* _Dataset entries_
--*--

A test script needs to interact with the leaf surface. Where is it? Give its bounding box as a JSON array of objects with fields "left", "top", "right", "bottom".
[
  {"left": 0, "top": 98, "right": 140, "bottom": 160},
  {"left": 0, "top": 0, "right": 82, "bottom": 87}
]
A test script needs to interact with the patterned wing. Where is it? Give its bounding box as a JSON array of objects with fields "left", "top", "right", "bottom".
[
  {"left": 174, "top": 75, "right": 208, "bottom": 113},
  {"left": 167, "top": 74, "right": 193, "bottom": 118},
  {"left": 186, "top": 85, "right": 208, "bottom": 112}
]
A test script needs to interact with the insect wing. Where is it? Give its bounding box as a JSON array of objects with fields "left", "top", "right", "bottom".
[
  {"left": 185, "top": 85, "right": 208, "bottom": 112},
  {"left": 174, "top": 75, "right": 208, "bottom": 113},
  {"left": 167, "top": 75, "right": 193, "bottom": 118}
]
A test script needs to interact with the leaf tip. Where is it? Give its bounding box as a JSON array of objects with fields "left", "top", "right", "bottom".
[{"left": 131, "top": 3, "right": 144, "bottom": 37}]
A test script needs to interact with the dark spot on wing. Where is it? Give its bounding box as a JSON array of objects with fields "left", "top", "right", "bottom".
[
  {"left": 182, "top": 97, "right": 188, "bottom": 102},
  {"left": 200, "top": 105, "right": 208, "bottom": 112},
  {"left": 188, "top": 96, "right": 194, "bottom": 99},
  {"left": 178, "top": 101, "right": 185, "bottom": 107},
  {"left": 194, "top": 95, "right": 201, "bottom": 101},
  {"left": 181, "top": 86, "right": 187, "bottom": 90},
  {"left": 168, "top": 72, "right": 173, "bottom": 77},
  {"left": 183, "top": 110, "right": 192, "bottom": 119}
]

--*--

* _WHAT IS REQUIRED_
For this exercise, reproduce exactly each line from the one containing "A test script needs to interact with the dark" through the last line of the data, and no others.

* _FINAL ANSWER_
A test script needs to interact with the dark spot on wing. Where is it? Give its bounding box as a JSON array of objects with fields "left", "top", "right", "bottom".
[
  {"left": 182, "top": 97, "right": 188, "bottom": 102},
  {"left": 200, "top": 105, "right": 208, "bottom": 112},
  {"left": 188, "top": 96, "right": 194, "bottom": 99},
  {"left": 178, "top": 101, "right": 185, "bottom": 107},
  {"left": 194, "top": 95, "right": 201, "bottom": 101},
  {"left": 181, "top": 86, "right": 187, "bottom": 90},
  {"left": 168, "top": 72, "right": 173, "bottom": 77},
  {"left": 183, "top": 110, "right": 192, "bottom": 119}
]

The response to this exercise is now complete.